**Data:**
* START *

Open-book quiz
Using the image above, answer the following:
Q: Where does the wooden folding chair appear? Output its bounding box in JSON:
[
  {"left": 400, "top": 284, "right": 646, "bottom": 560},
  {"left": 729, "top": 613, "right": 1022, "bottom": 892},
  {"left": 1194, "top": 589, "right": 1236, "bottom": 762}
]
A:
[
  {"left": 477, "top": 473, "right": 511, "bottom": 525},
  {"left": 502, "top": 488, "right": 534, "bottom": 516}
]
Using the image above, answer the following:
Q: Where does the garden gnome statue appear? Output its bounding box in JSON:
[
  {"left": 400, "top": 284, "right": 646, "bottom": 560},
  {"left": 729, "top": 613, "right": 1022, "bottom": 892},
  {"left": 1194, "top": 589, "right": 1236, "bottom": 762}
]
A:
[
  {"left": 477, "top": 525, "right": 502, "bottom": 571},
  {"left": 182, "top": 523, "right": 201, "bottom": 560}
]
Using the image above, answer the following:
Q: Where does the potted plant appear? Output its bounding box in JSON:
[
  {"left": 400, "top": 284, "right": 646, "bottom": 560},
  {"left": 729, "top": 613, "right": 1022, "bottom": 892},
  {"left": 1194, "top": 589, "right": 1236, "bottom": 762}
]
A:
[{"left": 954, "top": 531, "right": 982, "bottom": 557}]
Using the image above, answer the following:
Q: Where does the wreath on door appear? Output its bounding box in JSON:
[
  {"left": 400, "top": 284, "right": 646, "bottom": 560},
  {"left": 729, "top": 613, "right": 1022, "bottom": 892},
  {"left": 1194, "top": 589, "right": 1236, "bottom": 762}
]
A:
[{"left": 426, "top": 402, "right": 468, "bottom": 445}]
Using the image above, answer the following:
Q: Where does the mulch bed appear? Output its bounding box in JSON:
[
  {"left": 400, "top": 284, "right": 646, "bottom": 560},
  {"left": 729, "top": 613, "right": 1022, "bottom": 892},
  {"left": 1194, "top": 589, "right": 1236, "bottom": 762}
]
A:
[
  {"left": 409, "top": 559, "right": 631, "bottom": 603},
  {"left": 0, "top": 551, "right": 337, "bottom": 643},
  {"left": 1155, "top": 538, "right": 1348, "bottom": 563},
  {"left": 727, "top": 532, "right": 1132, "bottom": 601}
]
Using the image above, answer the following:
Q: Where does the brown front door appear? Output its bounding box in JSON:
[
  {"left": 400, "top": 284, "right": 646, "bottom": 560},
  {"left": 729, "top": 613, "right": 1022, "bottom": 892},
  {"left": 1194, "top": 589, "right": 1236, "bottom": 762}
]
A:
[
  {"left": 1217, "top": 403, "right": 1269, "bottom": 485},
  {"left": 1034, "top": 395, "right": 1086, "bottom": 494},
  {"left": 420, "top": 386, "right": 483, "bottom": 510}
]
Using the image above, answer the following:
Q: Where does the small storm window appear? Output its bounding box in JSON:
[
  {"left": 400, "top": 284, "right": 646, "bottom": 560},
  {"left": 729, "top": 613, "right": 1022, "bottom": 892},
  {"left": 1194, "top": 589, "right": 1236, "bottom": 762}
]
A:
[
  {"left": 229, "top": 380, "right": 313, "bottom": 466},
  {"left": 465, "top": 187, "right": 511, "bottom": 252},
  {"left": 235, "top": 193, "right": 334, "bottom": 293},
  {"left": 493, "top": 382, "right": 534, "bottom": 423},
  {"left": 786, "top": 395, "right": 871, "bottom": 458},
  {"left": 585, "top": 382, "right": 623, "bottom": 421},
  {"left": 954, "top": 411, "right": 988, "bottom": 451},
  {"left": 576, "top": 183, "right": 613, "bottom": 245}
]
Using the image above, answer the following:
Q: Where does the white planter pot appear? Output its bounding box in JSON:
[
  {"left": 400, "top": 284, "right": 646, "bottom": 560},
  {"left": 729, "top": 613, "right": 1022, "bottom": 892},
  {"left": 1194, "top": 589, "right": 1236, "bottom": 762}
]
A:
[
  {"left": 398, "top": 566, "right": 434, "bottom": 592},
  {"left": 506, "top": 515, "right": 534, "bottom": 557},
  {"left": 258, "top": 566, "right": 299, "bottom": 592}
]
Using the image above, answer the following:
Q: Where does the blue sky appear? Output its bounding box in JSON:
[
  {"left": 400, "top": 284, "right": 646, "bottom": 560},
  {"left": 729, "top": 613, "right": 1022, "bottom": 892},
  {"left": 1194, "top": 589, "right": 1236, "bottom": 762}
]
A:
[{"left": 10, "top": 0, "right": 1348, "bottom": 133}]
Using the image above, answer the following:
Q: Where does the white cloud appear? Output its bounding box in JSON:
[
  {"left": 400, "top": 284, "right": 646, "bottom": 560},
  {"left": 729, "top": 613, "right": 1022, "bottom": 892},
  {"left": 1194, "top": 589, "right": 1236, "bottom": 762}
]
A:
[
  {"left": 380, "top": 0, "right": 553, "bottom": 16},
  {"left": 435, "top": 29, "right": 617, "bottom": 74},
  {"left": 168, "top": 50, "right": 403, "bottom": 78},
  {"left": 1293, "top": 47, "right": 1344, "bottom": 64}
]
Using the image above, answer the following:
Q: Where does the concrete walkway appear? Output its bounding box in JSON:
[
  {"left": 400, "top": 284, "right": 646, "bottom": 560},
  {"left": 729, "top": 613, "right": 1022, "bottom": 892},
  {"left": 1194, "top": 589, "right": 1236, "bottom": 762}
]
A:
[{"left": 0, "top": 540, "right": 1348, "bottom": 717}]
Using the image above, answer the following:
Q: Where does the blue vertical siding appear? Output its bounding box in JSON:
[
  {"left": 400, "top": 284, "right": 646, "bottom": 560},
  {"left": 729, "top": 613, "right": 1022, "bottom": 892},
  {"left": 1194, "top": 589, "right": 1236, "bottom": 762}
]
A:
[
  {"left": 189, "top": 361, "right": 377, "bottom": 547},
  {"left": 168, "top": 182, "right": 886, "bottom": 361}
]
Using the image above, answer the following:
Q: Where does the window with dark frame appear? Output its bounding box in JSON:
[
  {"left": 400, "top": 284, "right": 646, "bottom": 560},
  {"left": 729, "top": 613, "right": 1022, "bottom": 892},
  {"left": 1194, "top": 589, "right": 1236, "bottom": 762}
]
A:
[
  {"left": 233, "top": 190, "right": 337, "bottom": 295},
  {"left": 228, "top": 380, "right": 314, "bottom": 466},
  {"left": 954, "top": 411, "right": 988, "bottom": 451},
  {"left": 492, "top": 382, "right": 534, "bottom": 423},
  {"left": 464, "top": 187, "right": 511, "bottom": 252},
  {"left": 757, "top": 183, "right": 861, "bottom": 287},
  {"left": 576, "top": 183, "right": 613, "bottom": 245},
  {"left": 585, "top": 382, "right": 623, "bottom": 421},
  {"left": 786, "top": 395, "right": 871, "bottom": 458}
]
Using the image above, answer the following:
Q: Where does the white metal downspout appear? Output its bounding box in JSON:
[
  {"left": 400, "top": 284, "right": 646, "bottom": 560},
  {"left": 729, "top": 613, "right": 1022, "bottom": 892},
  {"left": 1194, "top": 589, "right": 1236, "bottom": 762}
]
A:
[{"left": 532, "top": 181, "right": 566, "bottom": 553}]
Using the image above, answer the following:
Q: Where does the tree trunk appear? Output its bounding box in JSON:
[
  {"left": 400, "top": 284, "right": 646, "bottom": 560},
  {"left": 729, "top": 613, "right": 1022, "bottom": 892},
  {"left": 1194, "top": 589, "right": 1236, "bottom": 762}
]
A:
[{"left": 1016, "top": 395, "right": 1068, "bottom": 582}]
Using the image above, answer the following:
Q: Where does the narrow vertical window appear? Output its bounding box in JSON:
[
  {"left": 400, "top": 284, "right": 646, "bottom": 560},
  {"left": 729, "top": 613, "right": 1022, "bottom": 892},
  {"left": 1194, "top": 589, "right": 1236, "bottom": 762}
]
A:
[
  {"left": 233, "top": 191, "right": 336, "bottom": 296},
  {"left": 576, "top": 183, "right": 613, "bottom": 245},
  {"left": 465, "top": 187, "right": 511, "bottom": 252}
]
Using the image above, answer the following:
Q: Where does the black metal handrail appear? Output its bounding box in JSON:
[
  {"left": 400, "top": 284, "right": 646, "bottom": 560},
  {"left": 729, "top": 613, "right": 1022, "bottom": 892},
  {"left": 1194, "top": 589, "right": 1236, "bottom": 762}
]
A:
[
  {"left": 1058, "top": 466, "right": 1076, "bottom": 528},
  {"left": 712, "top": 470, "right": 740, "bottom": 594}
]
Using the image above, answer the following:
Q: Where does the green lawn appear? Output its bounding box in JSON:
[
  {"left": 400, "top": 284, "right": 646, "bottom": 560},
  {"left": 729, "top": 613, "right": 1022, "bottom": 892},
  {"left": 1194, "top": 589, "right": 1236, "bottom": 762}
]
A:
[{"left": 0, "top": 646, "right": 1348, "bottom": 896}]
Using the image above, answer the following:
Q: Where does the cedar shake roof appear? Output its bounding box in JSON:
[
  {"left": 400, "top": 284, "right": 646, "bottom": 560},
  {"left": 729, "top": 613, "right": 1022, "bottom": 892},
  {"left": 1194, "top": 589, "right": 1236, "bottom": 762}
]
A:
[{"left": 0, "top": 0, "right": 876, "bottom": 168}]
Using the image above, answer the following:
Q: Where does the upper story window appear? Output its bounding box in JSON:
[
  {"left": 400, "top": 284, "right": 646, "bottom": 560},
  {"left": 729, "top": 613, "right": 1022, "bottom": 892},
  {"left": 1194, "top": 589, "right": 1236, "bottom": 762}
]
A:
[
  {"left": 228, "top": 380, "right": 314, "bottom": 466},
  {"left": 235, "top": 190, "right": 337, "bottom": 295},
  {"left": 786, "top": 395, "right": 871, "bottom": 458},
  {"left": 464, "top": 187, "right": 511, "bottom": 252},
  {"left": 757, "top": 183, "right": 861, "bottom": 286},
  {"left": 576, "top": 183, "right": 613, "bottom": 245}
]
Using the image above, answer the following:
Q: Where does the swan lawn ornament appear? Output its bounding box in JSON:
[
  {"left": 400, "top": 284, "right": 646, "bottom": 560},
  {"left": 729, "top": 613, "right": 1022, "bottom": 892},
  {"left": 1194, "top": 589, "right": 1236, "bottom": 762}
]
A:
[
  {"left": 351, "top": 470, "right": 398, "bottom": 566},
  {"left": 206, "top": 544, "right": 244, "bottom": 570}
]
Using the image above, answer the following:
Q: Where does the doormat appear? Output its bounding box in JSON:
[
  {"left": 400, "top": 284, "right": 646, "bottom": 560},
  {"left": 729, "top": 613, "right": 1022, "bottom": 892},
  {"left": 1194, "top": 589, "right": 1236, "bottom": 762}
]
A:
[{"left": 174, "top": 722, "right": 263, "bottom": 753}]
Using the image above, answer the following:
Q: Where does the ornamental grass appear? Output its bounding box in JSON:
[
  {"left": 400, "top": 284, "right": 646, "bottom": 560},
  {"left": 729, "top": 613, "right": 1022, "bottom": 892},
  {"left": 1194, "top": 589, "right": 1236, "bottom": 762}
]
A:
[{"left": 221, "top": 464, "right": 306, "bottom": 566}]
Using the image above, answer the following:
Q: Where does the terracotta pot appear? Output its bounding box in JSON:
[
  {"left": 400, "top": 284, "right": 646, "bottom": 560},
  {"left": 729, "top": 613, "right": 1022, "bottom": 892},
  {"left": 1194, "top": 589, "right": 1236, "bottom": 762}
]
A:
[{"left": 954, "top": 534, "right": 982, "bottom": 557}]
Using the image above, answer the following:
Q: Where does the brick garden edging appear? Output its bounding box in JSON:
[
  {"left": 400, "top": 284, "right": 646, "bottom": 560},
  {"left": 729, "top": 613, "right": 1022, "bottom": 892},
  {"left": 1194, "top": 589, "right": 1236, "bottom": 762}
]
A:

* END *

**Prompt:** Collect every line in the entries above that contains the string "blue", and copy each one in full. Matching is case-sensitive.

**Exercise result:**
Q: Where does the blue sky appear? Output its bounding box in JSON:
Q: Where does the blue vertical siding appear? Output its bounding box in JSON:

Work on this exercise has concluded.